- _Your assignment_: Where does "recorded" occur in the listing? Copy every line that holds it.

- _Supplied entries_:
[Start of Attachment]
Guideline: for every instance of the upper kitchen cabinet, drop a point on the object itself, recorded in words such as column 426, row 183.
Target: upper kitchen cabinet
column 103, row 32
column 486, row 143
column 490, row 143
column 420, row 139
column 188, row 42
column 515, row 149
[End of Attachment]
[Start of Attachment]
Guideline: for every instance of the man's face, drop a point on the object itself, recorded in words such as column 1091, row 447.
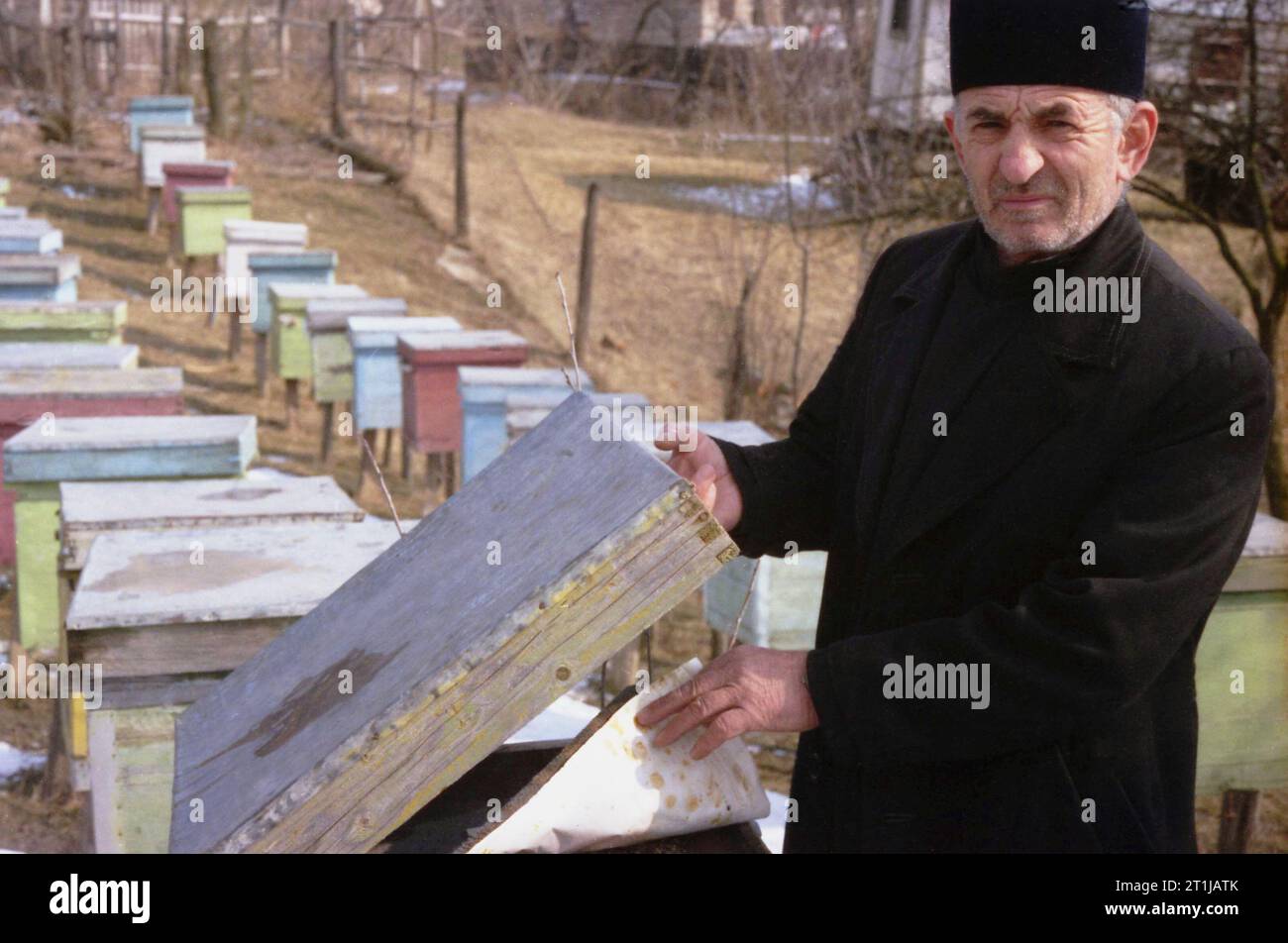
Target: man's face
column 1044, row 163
[End of Attachment]
- _Solution for this problem_:
Guideline: for every instance of the upper kitchen cabinet, drop a point on the object itself, recorded in words such as column 426, row 183.
Guideline: for every instance of the man's face, drop a point on the object itself, recorded in words such as column 1091, row 447.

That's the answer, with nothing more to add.